What if you pass resumedelay=10 boot option?  This will delay the resume in 10 seconds after kicked off.
Comment 10 Uwe Geuder 2015-06-22 14:50:47 UTC
(In reply to Takashi Iwai from comment #9)

> 
> Is quiet boot option removed?

There is no quiet option on my kernel line. It was the first thing I removed
when starting this debugging exercise and I have not put it back since

> Also, increase the log level via alt-sysrq-8 or 9 beforehand.

The log level seems to have no effect on SysRq-L SysRq-P, and SysRq-T. when the system hangs no information is shown even if the log level is 8 or 9. When the 
system works, full information is show even if the log level is 0.

During the boot more messages are shown if log level is 9. But there is no additional message shortly before the system hangs at "Reached target Remote File system" as shown in the screen pictures before.

> 
> What if you pass resumedelay=10 boot option?  This will delay the resume in
> 10 seconds after kicked off.

I changed to resumedelay=30 in order to be sure absolutely I don't miss any effect of the option. This option does not seem to work as intended. The delay happens every time (also on fresh boots) even before the disk password is asked. Because the snapshot is inside the encrypted volume I don't think the system can already know at this point of time that it should resume.

After entering the disk password the parameter seems to have no effect any more in either of the 3 cases:

1.) systemctl hibernate: resume hangs forever
2.) echo disk > /sys/power/state: no additional wait of 30 seconds when the system is resuming
3.) Alt-SysRq-i when the system hangs: no additional wait when the system is resuming.
Comment 11 Takashi Iwai 2015-06-22 15:19:14 UTC
(In reply to Uwe Geuder from comment #10)
> (In reply to Takashi Iwai from comment #9)
> 
> > 
> > Is quiet boot option removed?
> 
> There is no quiet option on my kernel line. It was the first thing I removed
> when starting this debugging exercise and I have not put it back since
> 
> > Also, increase the log level via alt-sysrq-8 or 9 beforehand.
> 
> The log level seems to have no effect on SysRq-L SysRq-P, and SysRq-T. when
> the system hangs no information is shown even if the log level is 8 or 9.
> When the 
> system works, full information is show even if the log level is 0.

Challenges:
[1] In the bug thread, list the three cases in which the resumedelay parameter seemed to have no effect after the disk password was entered.
[2] According to the bug thread, at what message does the system hang during boot?
[3] Reproduce word for word the stretch of the bug thread from "I changed to" through "it should resume.".

Dataset rows:

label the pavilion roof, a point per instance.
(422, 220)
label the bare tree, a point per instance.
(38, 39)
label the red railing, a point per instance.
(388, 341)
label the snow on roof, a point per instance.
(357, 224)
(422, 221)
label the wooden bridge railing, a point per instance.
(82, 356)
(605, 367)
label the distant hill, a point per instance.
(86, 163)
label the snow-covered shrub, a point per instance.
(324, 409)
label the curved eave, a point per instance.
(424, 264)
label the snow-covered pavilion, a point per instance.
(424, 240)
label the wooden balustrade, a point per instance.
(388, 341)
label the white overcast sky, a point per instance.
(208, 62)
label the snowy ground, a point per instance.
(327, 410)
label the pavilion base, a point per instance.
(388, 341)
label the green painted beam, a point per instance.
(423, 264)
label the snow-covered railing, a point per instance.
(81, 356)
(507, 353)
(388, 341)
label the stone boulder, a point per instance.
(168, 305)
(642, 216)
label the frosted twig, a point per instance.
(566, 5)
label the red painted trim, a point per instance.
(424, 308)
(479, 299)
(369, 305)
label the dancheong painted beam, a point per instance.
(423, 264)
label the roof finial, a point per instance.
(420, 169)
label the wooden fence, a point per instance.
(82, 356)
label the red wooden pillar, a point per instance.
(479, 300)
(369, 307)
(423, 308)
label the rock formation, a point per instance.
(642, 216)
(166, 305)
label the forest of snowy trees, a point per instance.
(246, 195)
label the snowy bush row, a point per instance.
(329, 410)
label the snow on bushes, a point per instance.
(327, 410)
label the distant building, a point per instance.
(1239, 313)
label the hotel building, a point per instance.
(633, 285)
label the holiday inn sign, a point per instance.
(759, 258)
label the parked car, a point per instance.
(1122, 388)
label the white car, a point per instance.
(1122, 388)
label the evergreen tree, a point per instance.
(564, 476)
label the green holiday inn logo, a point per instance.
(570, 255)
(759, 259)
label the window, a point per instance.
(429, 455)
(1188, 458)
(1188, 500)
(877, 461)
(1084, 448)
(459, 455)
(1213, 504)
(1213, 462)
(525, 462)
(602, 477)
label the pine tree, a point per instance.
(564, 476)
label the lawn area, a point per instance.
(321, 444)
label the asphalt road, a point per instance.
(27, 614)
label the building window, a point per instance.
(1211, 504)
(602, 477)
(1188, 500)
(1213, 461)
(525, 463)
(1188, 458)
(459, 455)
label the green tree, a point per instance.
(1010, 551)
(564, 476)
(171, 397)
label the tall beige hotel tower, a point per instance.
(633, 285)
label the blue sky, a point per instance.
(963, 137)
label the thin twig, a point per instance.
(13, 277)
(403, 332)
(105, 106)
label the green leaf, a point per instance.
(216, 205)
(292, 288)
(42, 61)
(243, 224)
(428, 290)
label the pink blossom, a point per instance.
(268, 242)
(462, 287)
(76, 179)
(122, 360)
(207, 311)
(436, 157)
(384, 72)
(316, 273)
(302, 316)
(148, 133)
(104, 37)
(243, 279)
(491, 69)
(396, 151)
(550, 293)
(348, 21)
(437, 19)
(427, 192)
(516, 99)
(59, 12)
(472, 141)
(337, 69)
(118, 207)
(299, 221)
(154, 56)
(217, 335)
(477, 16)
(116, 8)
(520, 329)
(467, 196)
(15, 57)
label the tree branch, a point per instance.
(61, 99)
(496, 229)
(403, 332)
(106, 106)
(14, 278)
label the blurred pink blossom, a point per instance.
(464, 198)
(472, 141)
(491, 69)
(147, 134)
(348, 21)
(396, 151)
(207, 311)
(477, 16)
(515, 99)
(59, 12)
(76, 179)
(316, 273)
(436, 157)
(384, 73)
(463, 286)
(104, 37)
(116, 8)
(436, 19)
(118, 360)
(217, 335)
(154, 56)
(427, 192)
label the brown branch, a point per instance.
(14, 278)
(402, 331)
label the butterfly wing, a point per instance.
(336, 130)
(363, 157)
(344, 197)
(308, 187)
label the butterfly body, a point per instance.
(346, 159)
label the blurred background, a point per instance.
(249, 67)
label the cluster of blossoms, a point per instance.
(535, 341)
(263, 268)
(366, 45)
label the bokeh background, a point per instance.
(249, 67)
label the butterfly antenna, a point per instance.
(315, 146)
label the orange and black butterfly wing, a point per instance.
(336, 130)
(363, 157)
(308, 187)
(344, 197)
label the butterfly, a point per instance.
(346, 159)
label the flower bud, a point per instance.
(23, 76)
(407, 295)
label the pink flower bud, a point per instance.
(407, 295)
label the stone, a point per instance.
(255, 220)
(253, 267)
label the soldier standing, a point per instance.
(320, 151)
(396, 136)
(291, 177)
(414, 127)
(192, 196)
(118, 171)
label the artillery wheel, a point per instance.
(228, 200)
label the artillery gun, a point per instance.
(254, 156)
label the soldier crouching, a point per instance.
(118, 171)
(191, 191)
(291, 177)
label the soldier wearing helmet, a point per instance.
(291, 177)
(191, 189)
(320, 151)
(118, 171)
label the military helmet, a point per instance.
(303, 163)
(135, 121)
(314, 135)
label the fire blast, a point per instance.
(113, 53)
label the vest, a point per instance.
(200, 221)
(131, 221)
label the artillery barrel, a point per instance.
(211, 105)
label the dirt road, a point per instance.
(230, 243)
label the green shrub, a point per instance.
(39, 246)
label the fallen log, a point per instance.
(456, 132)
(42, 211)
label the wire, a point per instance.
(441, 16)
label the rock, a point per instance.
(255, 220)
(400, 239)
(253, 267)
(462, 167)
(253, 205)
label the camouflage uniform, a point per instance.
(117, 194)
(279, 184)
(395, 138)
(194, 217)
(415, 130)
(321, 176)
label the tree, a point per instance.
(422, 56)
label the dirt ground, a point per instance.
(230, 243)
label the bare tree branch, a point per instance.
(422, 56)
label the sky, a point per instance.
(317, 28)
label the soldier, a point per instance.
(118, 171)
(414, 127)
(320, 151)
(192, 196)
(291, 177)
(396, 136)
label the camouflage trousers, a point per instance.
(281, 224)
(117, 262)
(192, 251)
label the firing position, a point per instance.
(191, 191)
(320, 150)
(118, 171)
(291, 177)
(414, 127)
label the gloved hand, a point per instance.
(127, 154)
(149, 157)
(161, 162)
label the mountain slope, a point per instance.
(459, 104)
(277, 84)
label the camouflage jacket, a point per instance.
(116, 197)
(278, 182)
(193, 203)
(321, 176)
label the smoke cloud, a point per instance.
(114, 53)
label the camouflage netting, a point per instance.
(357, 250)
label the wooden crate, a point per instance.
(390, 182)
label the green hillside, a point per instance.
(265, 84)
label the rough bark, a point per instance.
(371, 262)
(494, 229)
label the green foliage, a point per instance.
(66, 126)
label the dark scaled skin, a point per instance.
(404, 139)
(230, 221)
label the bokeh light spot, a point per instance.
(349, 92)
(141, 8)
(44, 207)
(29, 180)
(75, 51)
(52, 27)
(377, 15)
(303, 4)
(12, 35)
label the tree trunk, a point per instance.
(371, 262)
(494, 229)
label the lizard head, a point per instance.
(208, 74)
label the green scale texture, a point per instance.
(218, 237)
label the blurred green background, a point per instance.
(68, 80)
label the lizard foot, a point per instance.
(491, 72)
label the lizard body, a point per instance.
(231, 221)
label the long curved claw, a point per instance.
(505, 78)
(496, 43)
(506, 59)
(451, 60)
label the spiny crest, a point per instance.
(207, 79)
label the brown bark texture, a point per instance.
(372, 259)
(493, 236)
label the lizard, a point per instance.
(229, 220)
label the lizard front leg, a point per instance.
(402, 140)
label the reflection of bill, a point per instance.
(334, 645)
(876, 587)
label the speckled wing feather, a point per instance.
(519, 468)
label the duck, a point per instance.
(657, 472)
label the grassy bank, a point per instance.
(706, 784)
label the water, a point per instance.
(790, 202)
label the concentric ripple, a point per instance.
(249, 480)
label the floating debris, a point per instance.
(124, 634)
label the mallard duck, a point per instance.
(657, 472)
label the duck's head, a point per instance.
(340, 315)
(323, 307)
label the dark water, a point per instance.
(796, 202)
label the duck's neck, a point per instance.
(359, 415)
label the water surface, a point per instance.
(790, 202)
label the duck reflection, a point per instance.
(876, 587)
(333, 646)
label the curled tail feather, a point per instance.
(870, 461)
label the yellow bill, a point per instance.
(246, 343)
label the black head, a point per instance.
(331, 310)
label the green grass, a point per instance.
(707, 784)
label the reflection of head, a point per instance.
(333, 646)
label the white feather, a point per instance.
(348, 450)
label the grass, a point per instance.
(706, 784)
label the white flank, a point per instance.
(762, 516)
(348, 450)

Responses to the exercise:
[1]
1. systemctl hibernate
2. echo disk > /sys/power/state
3. Alt-SysRq-i when the system hangs

[2] "Reached target Remote File system"

[3]
I changed to resumedelay=30 in order to be sure absolutely I don't miss any effect of the option. This option does not seem to work as intended. The delay happens every time (also on fresh boots) even before the disk password is asked. Because the snapshot is inside the encrypted volume I don't think the system can already know at this point of time that it should resume.